_Task prompt_: Beginning with the first line below, please restate each line exactly, down to and including the line containing "point(244, 111)".

= Beginning of Section =

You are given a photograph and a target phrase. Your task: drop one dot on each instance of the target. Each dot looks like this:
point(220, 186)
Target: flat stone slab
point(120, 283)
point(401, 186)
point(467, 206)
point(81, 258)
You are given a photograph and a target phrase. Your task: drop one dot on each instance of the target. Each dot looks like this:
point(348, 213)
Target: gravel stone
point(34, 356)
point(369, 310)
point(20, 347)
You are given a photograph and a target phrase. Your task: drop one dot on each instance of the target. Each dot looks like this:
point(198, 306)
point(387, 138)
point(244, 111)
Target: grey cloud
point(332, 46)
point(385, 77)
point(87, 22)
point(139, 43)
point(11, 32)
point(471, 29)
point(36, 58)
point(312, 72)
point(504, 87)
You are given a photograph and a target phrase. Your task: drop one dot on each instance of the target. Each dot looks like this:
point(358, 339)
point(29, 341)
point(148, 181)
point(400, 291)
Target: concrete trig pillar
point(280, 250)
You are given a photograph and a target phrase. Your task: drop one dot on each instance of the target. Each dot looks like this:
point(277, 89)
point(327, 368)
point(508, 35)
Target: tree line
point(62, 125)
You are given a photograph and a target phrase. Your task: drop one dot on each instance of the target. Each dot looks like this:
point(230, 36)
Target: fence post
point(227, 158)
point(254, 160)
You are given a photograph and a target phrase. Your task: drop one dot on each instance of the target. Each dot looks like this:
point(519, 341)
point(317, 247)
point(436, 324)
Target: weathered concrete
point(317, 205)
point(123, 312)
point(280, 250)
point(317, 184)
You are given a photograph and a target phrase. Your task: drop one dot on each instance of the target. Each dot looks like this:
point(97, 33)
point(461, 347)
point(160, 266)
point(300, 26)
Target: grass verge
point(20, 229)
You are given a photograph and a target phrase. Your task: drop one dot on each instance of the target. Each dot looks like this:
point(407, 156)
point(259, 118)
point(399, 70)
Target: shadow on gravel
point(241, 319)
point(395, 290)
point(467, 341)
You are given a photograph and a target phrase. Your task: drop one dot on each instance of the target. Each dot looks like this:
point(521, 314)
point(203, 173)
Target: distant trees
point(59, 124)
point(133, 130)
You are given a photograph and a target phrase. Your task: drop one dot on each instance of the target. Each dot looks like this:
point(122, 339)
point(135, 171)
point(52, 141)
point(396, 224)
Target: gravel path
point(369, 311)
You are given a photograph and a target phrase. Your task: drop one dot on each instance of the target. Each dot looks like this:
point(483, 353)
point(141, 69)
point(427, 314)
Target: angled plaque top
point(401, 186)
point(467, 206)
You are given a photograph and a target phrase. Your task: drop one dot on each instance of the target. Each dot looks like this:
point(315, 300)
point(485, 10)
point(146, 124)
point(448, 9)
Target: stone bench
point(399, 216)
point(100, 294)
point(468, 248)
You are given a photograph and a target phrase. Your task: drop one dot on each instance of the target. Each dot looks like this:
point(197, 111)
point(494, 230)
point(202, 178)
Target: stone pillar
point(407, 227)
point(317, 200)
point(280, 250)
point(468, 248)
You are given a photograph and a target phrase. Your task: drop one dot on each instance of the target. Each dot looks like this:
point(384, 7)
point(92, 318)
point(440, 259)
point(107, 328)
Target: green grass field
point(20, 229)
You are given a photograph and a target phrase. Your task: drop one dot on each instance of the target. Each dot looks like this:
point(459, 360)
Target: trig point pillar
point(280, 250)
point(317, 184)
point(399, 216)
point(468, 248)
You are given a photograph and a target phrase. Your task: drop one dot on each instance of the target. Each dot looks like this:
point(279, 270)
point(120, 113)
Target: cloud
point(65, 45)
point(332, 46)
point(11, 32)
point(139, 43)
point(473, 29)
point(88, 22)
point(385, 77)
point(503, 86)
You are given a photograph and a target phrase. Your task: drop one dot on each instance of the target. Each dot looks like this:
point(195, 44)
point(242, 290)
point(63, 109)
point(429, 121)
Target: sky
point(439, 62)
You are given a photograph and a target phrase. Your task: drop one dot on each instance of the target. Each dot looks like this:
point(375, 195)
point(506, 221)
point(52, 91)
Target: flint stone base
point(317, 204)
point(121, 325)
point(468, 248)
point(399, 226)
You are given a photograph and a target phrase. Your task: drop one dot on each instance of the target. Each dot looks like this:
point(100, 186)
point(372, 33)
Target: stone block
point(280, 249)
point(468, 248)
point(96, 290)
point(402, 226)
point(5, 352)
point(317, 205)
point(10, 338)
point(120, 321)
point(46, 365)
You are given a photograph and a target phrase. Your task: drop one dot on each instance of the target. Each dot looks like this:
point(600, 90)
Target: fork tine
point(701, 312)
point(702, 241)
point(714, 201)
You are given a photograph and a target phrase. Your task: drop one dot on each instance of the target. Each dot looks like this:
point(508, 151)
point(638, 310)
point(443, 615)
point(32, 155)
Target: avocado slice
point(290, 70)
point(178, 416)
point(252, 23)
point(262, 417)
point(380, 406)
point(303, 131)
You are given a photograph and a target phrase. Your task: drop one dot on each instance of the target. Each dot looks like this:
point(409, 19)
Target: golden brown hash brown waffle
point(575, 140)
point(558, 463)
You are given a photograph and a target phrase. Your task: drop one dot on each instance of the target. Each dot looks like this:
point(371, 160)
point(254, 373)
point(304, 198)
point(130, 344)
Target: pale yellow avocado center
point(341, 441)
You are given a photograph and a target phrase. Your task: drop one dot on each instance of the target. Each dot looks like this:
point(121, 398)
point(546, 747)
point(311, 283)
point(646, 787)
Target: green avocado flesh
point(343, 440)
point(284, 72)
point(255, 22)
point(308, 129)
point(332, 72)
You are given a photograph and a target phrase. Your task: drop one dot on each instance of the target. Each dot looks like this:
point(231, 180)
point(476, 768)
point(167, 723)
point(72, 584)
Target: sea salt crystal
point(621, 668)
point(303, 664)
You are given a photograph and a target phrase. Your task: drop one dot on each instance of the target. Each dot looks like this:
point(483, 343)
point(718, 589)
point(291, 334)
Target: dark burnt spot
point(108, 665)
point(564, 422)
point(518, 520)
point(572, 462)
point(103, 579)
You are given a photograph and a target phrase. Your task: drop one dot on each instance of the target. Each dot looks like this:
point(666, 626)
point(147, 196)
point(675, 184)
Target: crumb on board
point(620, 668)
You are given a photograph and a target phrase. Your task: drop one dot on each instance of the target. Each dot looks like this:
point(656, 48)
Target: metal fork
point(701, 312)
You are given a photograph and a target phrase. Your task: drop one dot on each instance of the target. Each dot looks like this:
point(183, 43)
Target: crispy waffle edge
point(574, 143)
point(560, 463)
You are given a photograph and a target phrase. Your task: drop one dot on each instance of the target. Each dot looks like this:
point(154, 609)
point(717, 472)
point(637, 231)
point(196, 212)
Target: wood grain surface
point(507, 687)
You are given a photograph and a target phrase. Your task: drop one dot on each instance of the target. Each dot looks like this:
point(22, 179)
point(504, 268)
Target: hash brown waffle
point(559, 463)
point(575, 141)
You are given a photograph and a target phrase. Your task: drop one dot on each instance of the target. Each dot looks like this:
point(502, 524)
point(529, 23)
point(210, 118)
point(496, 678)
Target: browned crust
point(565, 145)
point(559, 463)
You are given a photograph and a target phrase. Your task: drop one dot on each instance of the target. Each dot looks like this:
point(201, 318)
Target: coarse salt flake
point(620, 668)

= End of Section =

_Solution to this task_:
You are given a photograph and a target phrase. Your task: drop one dot on each instance of the target. Each dot looks like this:
point(220, 186)
Target: flat stone slab
point(120, 283)
point(401, 186)
point(467, 206)
point(81, 258)
You are given a photograph and a target phrase. Your task: drop one dot on each instance of the target. Each dot looks like this:
point(348, 213)
Target: gravel stone
point(34, 356)
point(369, 310)
point(20, 347)
You are given a photograph and a target phrase. Your task: drop one dot on each instance of the target. Each dot looks like this:
point(198, 306)
point(387, 138)
point(244, 111)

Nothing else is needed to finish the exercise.